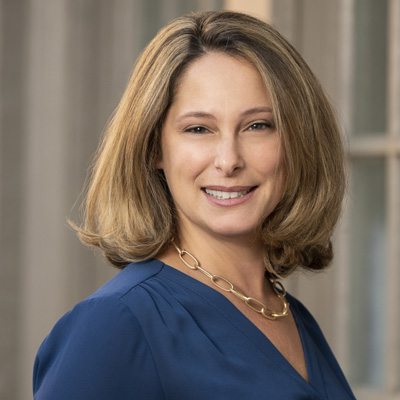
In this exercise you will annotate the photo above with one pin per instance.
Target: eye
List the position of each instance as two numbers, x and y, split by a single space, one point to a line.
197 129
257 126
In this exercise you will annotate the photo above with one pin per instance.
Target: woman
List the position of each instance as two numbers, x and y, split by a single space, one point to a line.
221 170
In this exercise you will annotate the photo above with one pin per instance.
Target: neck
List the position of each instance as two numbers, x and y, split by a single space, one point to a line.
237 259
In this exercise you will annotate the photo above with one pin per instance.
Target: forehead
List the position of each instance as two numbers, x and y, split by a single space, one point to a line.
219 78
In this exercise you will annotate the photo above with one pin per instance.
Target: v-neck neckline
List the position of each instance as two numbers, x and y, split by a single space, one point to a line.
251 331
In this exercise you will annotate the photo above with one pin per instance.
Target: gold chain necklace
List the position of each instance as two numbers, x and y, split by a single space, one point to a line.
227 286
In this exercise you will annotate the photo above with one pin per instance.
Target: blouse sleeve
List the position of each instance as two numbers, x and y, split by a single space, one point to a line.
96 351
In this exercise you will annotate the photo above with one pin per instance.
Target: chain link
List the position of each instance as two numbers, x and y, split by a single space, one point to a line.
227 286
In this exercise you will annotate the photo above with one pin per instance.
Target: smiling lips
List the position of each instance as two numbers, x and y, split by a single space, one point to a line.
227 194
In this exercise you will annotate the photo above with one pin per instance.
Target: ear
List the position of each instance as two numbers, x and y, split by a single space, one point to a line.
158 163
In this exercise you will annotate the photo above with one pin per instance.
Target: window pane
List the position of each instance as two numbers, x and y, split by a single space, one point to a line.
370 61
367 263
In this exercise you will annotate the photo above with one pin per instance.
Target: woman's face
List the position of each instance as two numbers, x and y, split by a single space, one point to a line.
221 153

*EXERCISE DETAILS*
Go through the data above and copy each line that holds the word "Target".

*EXERCISE SOLUTION*
Target: eye
Target: woman
Target: neck
Target: forehead
Target: v-neck neckline
Target: gold chain necklace
Target: blouse sleeve
Target: chain link
Target: smiling lips
Target: ear
Target: window pane
Target: woman's face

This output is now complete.